## Texte fourni
--------
Argentine

4 janvier 2016

Nous quittons La Serena et la côte Pacifique sous un ciel brumeux et gris. Nous avons presque toujours vu cette côte Pacifique sous un ciel gris. A La Serena, vers midi, la brume se lève et un peu de ciel bleu apparaît dans l'après-midi. La mer reste assez froide cependant.

Nous passons la douane chilienne à 4300m. Nous faisons les différentes formalités et un carabiniero reste près de notre fourgon. Nous entamons la conversation, parlons du mal des montagnes qui doit aussi toucher le personnel de la frontière ; il me parle d'herbe de la montagne qui soigne le mal d'altitude et m'emmène vers le logement qu'il occupe avec ses confrères. Là il me donne de ces herbes, m'explique comment les utiliser puis va fouiller dans ses affaires et m'offre une petite statuette. Je suis très touchée par ce petit cadeau.
Nous commençons à monter vers le col San Francisco et traversons Copiapo, une ville minière, totalement morte en ce dimanche. Néanmoins, de très grands et luxueux centres commerciaux sont ouverts, et choquent un peu dans cette ville au milieu du désert. Nous continuons notre route qui monte toujours. De nombreuses mines sont sur le chemin mais toutes sont fermées pendant la période des fêtes et nous ne rencontrons guère de véhicules.
Fiambala, la prochaine ville est à 439 km. La piste est par endroit totalement reconstruite car l'ancienne a été ravagée par les pluies diluviennes qui se sont abattues sur cette région créant des torrents qui ont tout emporté sur leur passage, creusant de très profondes ravines.
Nous nous arrêtons pour la nuit à 3300m, l'altitude idéale pour encore bien dormir. Puis nous continuons notre montée vers le col San Francisco ; le paysage est comme toujours magnifique dans ce désert. Peu de véhicules nous doublent, aucun ne vient en sens inverse. Passés les 4200m, je commence à ressentir un mal de tête qui va aller en s'aggravant au fur et à mesure que l'on monte.
Nous restons un certain temps à discuter avec lui, parlons du Dakar ce qui provoque immédiatement une grimace. Non, il n'aime pas le Dakar. La première fois c'était une curiosité, mais maintenant cela suffit. Le Dakar était passé juste après nous à ce col en 2011, il y est encore passé l'an dernier. Le nombre de véhicules et de passagers, le surcroît de travail pour les douaniers, les pistes massacrées et l'environnement méprisé font que le Dakar n'est pas apprécié ici au Chili. La version 2016 ne passera d'ailleurs pas dans ce pays.
Nous continuons notre montée vers le col et le mal de tête continue aussi sa montée. Le mal d'altitude est spécial ; il plonge dans une sorte d'inconscience et de somnolence ; on sent que l'on pourrait être prêt à des actes incontrôlables, avec toujours ce marteau qui tape dans la tête... Ayant pris une gélule de Sorojchi, je ressens un mieux en arrivant à la Laguna Verde, juste sous le col.
--------
## Consigne de l'exercice
Poursuivez le récit du voyage vers l'Argentine à partir de l'arrivée à la Laguna Verde, juste sous le col.
--------
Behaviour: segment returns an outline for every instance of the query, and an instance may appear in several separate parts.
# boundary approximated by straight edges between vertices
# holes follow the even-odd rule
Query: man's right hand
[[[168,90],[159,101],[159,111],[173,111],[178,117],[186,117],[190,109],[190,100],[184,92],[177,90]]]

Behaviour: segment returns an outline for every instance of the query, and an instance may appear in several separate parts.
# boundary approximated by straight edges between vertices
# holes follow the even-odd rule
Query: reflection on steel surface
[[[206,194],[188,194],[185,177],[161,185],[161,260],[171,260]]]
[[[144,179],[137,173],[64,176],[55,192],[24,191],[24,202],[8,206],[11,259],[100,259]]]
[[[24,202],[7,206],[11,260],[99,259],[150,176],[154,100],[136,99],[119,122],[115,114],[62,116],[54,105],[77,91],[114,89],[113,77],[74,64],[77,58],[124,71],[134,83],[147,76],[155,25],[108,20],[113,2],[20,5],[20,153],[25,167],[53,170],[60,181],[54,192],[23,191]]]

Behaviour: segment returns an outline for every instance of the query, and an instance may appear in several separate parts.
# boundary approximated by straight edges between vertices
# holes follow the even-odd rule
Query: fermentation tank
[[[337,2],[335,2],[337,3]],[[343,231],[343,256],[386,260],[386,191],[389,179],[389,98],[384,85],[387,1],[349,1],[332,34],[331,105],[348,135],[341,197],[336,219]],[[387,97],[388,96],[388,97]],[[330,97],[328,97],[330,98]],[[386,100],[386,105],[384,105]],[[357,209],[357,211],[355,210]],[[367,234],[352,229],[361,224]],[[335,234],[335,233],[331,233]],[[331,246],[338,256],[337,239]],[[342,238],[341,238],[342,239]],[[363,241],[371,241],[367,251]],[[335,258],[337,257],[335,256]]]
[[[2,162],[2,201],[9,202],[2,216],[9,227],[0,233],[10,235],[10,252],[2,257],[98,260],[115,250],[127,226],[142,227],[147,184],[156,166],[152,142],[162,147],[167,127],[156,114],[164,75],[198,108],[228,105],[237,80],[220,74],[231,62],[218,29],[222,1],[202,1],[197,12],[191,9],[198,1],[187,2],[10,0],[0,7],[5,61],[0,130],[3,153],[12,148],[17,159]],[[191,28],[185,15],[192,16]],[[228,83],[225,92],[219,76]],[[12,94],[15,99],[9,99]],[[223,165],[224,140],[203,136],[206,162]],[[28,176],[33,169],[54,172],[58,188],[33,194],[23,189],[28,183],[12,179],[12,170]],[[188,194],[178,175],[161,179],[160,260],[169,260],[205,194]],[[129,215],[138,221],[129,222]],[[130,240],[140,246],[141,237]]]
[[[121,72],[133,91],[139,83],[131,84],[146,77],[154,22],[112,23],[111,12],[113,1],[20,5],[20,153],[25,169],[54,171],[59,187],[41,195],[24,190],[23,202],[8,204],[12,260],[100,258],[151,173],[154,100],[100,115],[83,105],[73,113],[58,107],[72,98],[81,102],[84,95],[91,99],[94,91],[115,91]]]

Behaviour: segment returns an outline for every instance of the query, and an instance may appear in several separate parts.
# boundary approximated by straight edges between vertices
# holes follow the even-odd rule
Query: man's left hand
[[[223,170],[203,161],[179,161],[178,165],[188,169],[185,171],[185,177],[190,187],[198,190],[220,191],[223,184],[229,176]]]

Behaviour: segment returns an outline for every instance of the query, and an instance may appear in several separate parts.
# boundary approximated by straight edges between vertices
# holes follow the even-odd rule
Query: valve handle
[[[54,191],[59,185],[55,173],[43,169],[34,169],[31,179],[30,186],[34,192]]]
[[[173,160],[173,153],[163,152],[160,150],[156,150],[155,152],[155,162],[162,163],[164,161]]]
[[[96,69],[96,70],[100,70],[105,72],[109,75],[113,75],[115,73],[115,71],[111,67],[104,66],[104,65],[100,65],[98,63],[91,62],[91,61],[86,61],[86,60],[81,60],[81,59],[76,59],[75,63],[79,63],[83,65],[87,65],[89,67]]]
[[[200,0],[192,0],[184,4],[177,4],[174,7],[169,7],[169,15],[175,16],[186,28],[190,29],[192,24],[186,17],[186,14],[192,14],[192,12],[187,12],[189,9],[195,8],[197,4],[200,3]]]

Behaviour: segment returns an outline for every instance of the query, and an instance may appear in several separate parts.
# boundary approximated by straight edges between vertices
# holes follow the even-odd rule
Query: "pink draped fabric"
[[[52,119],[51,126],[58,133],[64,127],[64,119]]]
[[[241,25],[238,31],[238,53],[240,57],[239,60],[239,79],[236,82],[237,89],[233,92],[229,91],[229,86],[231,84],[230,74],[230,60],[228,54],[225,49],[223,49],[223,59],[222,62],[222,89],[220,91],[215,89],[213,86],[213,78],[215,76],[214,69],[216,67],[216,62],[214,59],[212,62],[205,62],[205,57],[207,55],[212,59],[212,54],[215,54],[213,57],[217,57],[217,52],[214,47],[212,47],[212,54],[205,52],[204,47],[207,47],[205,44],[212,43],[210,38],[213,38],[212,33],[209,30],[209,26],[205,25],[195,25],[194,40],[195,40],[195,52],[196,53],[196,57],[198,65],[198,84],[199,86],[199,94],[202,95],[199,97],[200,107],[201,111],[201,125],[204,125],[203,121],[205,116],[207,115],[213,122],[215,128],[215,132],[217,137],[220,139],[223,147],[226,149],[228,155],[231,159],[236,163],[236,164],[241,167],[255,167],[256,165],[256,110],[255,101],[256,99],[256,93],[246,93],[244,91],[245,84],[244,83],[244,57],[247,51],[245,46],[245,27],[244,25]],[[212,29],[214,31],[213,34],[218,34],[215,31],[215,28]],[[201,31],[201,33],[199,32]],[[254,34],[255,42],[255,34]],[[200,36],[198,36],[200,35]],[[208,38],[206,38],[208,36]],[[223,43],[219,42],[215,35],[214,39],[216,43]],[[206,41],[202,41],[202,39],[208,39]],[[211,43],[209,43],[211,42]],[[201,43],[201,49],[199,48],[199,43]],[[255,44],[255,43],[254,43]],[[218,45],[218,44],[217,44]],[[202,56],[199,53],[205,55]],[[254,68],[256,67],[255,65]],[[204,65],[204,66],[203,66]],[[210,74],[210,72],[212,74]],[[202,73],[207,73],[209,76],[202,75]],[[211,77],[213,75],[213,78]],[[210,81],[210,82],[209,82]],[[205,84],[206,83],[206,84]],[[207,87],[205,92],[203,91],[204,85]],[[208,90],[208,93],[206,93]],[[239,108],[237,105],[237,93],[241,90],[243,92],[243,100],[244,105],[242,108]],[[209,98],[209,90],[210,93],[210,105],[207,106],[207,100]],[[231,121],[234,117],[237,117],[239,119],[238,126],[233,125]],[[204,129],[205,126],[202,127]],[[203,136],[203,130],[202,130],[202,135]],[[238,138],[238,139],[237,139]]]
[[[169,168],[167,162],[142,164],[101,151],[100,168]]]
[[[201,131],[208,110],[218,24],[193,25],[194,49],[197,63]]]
--------
## Réponse
Magnifique laguna ! Nous pouvons admirer le Nevado Ojos de Salado, 6800 m, que nous n'avions pas pu seulement apercevoir en 2010, car en arrivant au col nous avions eu droit à une tempête de neige. Nous sommes entourés d'une vingtaine de sommets de plus de 6000m dans un rayon assez réduit. Mais comme nous sommes déjà à 4700m, la hauteur des montagnes paraît moins impressionante.
Nous voyons arriver en sens inverse un cycliste tout emmitouflé, poussant son vélo très chargé, courbé pour faire face à un vent assez violent, zigzagant à cause de l'effort sur une piste de cailloux mobiles. Nous nous arrêtons pour savoir s'il a besoin de quelque chose. « Dulce ! » (du sucré). Nous lui donnons des mangues, des pêches. Tout de suite, il croque avidement dans une mangue. Il n'a pas mangé à midi. Lorsque nous l'avons croisé à la Laguna Verde, il venait de passer le col à 4700 m.
Je me sentais assez mal à cette altitude et pourtant quel confort dans notre fourgon ! Sur son vélo, des bouteilles d'eau ; chaudes sans doute car en plein soleil. Son pantalon est déchiré sur toute la longueur de l'entrejambe, sa tête est enveloppée de tissus pour éviter les brûlures du soleil.

Après avoir fait le plein de fruits et biscuits, il repart en poussant son vélo, face au vent, toujours en zigzaguant. William aura parcouru plus de 400km, tout seul dans ces montagnes arides sans voir d'autres gens que ceux des deux postes de douane (et nous) partant de Fiambala et arrivant à Copiapo, en passant en chemin le col à 4700m. Et ce n'est qu'une infime partie de son périple. Quel courageux bonhomme !

Nous nous arrêtons pour passer la nuit à l'habituelle altitude de 3300 m. Le ciel est assez menaçant mais nous n'aurons pas de pluie. Le lendemain nous comprendrons pourquoi nous n'avions pas rencontré de véhicules la veille.
Des machines travaillent à l'évacuation de la boue due aux éboulements. Il a beaucoup plu l'avant-veille côté argentin alors que nous quittions Copiapo. Nous avions bien remarqué les gros nuages menaçants qui n'annonçaient rien de bon de l'autre côté du col.
Nous roulons dans un paysage grandiose, magnifique ! Les couleurs des rochers passent sans transition du rouge au noir, au jaune, au blanc. Et nous revoyons des arbres, de l'herbe, des chevaux aussi. La vie !
Ce sont ces pluies torrentielles emportant tout sur leur passage qui auront compromis les premières étapes du Dakar.
Nous faisons une halte aux thermes de Fiambala pour des baignades dans de l'eau bien chaude ! (de 37° à 40° selon le bassin) très décontractantes, même si la température extérieure flirte avec les 35°. Le soir nous rejoignons la Ruta 40 et nous arrêtons au bord de la route, à côté d'un autel dédié à la Difunte Corea (morte de soif dans le désert en allaitant son enfant).
D'innombrables bouteilles en plastique lui sont offertes ; elles sont à moitié pleines d'eau ou de sable pour éviter que le vent ne les emporte. Ce culte à la Difunte Corea que l'on rencontre partout en Argentine et au Chili, est plus intense dans les régions désertiques. Par ailleurs, l'événement s'est passé pas très loin d'ici.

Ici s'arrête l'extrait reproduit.